:: DATASET ::

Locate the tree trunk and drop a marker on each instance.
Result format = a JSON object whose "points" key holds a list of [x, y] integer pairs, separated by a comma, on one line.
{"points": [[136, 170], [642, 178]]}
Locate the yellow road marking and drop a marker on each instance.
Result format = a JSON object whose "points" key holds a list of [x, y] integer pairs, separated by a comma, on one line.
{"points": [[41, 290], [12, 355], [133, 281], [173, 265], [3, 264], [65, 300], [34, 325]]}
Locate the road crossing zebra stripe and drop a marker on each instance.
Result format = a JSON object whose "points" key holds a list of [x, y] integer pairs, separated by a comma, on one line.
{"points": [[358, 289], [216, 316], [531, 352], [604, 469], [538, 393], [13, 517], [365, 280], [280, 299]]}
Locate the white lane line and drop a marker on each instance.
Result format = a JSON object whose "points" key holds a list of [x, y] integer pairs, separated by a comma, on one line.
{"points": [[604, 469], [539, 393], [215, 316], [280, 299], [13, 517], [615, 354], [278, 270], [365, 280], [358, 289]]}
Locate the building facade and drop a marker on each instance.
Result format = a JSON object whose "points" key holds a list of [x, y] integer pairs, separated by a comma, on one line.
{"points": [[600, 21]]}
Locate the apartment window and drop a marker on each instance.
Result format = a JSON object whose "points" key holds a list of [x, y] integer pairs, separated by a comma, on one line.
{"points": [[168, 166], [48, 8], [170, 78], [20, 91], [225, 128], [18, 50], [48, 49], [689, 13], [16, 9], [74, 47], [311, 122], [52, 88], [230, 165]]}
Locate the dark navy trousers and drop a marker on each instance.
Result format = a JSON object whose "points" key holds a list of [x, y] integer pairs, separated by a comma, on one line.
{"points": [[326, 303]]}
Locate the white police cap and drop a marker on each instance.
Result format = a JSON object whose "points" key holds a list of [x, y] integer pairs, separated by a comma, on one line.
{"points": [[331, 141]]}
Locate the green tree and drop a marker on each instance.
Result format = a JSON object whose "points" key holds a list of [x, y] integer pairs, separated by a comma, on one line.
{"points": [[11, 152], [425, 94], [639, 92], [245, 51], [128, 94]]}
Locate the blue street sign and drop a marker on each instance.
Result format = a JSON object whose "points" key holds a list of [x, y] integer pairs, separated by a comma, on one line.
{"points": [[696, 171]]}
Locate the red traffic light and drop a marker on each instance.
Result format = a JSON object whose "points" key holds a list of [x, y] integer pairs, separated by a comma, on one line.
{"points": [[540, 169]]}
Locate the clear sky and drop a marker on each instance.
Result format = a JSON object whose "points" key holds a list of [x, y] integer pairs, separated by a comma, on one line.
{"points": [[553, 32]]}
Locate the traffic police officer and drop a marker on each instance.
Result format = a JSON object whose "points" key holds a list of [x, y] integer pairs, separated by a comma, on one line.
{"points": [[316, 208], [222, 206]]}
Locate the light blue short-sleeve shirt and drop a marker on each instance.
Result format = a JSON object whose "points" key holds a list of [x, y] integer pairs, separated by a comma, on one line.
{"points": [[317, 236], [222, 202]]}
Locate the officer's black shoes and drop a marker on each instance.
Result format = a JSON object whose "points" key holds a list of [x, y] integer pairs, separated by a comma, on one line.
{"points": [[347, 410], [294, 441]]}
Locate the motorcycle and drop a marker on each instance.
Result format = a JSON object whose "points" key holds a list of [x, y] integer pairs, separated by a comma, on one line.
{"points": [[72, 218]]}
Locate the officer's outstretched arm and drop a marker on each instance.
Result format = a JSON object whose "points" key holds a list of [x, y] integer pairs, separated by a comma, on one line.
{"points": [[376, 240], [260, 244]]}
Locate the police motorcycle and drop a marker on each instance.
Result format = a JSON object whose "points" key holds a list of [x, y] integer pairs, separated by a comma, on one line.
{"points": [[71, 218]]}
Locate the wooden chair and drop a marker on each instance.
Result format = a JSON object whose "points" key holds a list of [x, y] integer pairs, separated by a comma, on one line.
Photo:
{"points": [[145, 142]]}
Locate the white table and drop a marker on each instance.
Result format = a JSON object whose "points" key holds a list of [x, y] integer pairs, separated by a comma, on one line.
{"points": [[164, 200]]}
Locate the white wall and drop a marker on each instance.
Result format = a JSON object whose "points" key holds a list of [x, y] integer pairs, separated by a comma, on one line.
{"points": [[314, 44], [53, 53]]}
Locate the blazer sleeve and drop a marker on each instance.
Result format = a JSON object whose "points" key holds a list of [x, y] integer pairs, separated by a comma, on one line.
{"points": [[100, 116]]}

:::

All that belongs in the answer is an exact copy of the lines from the start of the records above through the line with "Locate the yellow".

Locate the tree trunk and drop a marker on each instance.
Result format = a JSON object whose "points" key holds a list of [x, y] integer pairs, separated by a comma, on one line.
{"points": [[136, 170], [642, 178]]}
Locate the yellow road marking and drop a marker on each instance.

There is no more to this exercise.